## DATA LINES
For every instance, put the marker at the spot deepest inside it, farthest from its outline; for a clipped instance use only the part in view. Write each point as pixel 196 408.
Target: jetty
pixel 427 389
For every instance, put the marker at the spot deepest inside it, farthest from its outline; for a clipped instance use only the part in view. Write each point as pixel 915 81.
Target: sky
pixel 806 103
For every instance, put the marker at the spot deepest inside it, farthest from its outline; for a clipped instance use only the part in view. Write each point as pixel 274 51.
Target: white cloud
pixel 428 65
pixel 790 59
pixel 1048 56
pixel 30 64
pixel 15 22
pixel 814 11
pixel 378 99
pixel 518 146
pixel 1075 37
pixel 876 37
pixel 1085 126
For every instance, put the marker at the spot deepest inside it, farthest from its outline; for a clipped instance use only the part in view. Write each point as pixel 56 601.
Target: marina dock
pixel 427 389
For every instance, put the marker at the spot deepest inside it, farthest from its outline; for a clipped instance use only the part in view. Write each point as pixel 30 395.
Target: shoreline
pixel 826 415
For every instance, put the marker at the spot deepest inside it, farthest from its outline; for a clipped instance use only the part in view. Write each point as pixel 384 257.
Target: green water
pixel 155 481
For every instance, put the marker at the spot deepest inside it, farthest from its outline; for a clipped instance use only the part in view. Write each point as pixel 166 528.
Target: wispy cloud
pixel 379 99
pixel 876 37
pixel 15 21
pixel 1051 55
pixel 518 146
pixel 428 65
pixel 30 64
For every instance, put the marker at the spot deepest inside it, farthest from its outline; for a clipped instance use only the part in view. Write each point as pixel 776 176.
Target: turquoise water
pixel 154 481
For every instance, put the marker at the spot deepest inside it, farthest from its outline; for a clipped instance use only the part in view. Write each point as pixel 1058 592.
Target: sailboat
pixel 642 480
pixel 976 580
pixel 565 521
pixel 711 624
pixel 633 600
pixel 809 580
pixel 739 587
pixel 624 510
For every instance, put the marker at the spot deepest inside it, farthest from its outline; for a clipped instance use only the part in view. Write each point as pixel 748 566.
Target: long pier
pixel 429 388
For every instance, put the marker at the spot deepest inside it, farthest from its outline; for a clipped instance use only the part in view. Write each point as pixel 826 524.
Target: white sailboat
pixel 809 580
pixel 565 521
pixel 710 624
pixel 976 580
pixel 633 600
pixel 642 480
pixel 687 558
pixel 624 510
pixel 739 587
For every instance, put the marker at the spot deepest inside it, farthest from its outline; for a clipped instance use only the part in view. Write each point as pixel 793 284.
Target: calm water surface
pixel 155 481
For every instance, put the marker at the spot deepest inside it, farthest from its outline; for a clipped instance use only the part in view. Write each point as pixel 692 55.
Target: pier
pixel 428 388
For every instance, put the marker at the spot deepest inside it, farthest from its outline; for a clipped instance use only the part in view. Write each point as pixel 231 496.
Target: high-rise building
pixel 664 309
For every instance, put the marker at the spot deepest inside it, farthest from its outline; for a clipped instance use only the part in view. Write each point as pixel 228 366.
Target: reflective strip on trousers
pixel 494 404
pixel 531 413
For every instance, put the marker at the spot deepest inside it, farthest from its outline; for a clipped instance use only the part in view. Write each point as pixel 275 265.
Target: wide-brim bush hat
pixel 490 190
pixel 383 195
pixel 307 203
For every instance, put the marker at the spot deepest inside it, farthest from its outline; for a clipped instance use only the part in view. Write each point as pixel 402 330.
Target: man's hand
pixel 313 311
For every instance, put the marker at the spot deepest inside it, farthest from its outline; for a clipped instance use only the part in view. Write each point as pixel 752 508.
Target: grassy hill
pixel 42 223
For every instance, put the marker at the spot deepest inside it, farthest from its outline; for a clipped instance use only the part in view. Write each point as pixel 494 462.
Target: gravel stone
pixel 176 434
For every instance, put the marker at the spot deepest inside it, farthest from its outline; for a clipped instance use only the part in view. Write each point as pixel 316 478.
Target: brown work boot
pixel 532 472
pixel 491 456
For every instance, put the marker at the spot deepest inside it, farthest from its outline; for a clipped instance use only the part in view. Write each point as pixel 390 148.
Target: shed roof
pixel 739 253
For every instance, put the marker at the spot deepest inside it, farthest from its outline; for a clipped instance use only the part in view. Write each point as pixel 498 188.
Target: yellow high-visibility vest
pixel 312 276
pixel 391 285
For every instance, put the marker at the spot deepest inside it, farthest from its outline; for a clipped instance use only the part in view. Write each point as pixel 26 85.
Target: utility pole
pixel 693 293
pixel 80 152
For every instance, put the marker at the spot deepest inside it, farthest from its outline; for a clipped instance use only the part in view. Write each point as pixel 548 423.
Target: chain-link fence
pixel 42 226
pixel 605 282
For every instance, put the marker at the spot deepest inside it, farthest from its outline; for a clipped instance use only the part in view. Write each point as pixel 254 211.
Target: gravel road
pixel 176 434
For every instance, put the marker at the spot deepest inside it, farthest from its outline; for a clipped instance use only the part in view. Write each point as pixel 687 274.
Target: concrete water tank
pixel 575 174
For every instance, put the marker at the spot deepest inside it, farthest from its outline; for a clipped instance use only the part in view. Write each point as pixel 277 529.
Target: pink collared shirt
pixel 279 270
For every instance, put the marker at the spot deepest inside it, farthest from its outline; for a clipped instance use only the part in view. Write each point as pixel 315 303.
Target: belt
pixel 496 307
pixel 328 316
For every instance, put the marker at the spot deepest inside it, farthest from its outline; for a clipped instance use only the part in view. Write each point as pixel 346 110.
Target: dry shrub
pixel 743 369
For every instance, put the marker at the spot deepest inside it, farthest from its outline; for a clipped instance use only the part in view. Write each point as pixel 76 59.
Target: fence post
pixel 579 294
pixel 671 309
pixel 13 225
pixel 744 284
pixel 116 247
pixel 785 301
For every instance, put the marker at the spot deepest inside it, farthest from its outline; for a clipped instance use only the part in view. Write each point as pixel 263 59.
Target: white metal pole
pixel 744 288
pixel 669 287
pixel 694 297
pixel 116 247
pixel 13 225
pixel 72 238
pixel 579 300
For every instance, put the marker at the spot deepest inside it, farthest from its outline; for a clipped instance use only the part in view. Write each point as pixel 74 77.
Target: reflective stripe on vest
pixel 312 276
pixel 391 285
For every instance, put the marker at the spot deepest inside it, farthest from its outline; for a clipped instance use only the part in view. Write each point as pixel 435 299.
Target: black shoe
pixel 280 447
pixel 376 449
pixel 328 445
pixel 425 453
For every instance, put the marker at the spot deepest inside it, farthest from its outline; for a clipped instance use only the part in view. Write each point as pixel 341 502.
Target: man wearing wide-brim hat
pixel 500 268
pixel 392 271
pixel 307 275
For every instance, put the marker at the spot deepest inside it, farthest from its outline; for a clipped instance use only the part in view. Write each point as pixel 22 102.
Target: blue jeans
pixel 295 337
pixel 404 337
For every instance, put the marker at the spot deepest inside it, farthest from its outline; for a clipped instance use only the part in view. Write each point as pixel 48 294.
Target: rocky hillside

## SHORT PROBLEM
Reproduce all of the data above line for line, with no changes.

## OUTPUT
For every instance, put the marker at the spot deepest inside it, farthest from its outline; for a clipped instance use only the part in view. Write each point as pixel 196 408.
Target: jetty
pixel 427 389
For every instance, put the marker at the spot deepest inside it, farthest from its outline; for a clipped instance use only the part in view. Write each point as pixel 915 81.
Target: sky
pixel 806 103
For every instance, put the marker at the spot deepest inside it, farthest from its outline; for a clipped instance use only the part in view. Write each point as pixel 274 51.
Target: white cloud
pixel 428 65
pixel 790 59
pixel 1048 56
pixel 30 64
pixel 15 22
pixel 814 11
pixel 378 99
pixel 518 146
pixel 1075 37
pixel 876 37
pixel 1085 126
For every instance, put the marker at the spot deepest inside it, farthest from its outline; for a clipped instance use only the part in view. Write each point as pixel 56 601.
Target: marina dock
pixel 427 389
For every instance, put the marker at the spot deepest inside it, farthest from its outline; for a clipped instance use only the part in view. Write each point as pixel 30 395.
Target: shoreline
pixel 826 415
For every instance, put the marker at the spot deepest inside it, farthest from its outline; for a clipped instance use only the part in view. Write each point as pixel 384 257.
Target: green water
pixel 155 481
For every instance, put the marker at the spot deepest inside it, farthest from its outline; for a clipped instance use only the part in view. Write each point as pixel 166 528.
Target: wispy cloud
pixel 379 99
pixel 876 37
pixel 15 21
pixel 1051 55
pixel 518 146
pixel 428 65
pixel 30 64
For every instance, put the marker at the spot deepest inside it, farthest from its outline; for a clipped instance use only the part in view. Write each point as pixel 776 176.
Target: turquoise water
pixel 154 481
For every instance, put the marker at the spot deepest inside it, farthest from its outline; for a clipped instance use only the part in view. Write each point as pixel 1058 592.
Target: sailboat
pixel 642 480
pixel 976 580
pixel 565 521
pixel 711 624
pixel 633 600
pixel 809 580
pixel 739 587
pixel 624 510
For every instance, put the marker at the spot deepest inside it, farthest from its outline; for a clipped instance use only the part in view. Write each point as pixel 748 566.
Target: long pier
pixel 429 388
For every instance, put the marker at the spot deepest inside it, farthest from its outline; for a clipped instance use only the part in view. Write each point as pixel 826 524.
Target: white sailboat
pixel 809 580
pixel 565 521
pixel 710 624
pixel 976 580
pixel 633 600
pixel 642 480
pixel 687 558
pixel 624 510
pixel 739 587
For every instance, put the marker at the spot deepest inside it, farthest from its outline; for a clipped instance use only the part in view. Write each point as pixel 793 284.
Target: calm water surface
pixel 155 481
For every instance, put the marker at the spot deepest inside it, farthest from its outline; for a clipped instance use only the part in view. Write each point as pixel 692 55.
Target: pier
pixel 428 388
For every instance, put the marker at the spot deepest inside it, farthest from its outline; for a clipped instance use only the part in view. Write each point as pixel 231 496.
Target: high-rise building
pixel 664 309
For every instance, put the marker at the spot deepest inside it, farthest from its outline; for a clipped instance use only the part in view. Write each point as pixel 228 366.
Target: reflective strip on trousers
pixel 494 404
pixel 531 413
For every instance, put the marker at the spot deepest inside it, farthest from its outline; for a clipped instance use only the part in view. Write each point as pixel 275 265.
Target: wide-brim bush hat
pixel 490 190
pixel 383 195
pixel 307 203
For every instance, put the marker at the spot deepest inside it, farthest from its outline; for a clipped instance use only the part in view. Write each point as pixel 402 330.
Target: man's hand
pixel 313 311
For every instance, put the marker at the spot deepest inside it, farthest from its outline; for a clipped instance use only the part in view. Write each point as pixel 752 508.
Target: grassy hill
pixel 42 223
For every instance, put the marker at the spot deepest inside it, farthest from its outline; for a clipped instance use only the part in view. Write each point as pixel 494 462.
Target: gravel stone
pixel 176 434
For every instance, put the marker at the spot deepest inside it, farthest from its outline; for a clipped instance use only the part in view. Write each point as pixel 316 478.
Target: brown work boot
pixel 532 472
pixel 491 456
For every instance, put the marker at the spot deepest inside it, farthest from its outline; for a clipped instance use only the part in view. Write each point as pixel 390 148.
Target: shed roof
pixel 739 253
For every instance, put the marker at the spot deepest inside it, farthest from its outline; for a clipped instance use only the part in view. Write each point as pixel 498 188.
Target: yellow high-visibility vest
pixel 312 276
pixel 391 285
For every instance, put the marker at the spot deepest inside it, farthest from its outline; for a clipped instance use only the part in view. Write each point as pixel 26 85.
Target: utility pole
pixel 693 293
pixel 80 152
For every instance, put the marker at the spot deepest inside it, farthest from its outline; for a clipped instance use only the part in view. Write each point as pixel 548 423.
Target: chain-link fence
pixel 42 226
pixel 605 282
For every instance, put the marker at the spot deepest inside it, farthest from its outline; for a clipped instance use only the part in view. Write each point as pixel 254 211.
Target: gravel road
pixel 176 434
For every instance, put the marker at the spot deepest inside it, farthest from its outline; for a clipped instance use only the part in view. Write each point as pixel 687 274.
Target: concrete water tank
pixel 575 174
For every instance, put the marker at the spot deepest inside it, farthest from its outline; for a clipped instance use only the part in view. Write each point as pixel 277 529.
Target: pink collared shirt
pixel 279 270
For every instance, put the marker at the spot deepest inside it, farthest from its outline; for a clipped instance use only the part in view. Write each point as pixel 315 303.
Target: belt
pixel 496 307
pixel 328 316
For every instance, put the marker at the spot deepest inside it, farthest from its outline; for a clipped instance use only the part in view. Write each point as pixel 346 110.
Target: dry shrub
pixel 743 369
For every instance, put the marker at the spot deepest inside it, farthest from its outline; for a clipped instance use only the part in view. Write each point as pixel 76 59.
Target: fence post
pixel 579 294
pixel 671 309
pixel 13 225
pixel 744 284
pixel 116 247
pixel 785 301
For every instance, put the marker at the spot deepest inside it, farthest from its outline; for a clipped instance use only the part in view. Write each point as pixel 263 59.
Target: white metal pole
pixel 744 288
pixel 669 287
pixel 694 297
pixel 116 247
pixel 13 225
pixel 72 238
pixel 579 300
For every instance, put the marker at the spot deepest inside it, farthest from its outline; for a clipped instance use only the part in view. Write each point as pixel 74 77.
Target: reflective stripe on vest
pixel 312 276
pixel 391 285
For every instance, put the marker at the spot deepest inside it, farthest from its outline; for a clipped instance use only the part in view. Write each point as pixel 435 299.
Target: black shoe
pixel 280 447
pixel 376 449
pixel 328 445
pixel 425 453
For every instance, put the marker at the spot deepest inside it, farthest from its outline; for a clipped instance use only the part in view. Write each point as pixel 341 502.
Target: man wearing wide-brim hat
pixel 500 268
pixel 392 271
pixel 307 275
For every instance, put the marker at the spot deepest inside it, farthest from its outline; for a clipped instance use only the part in view. Write each point as pixel 22 102.
Target: blue jeans
pixel 295 337
pixel 404 337
For every instance, put the marker at the spot deepest inside it, farthest from its outline; for a clipped instance use only the part in view. Write each point as pixel 48 294.
Target: rocky hillside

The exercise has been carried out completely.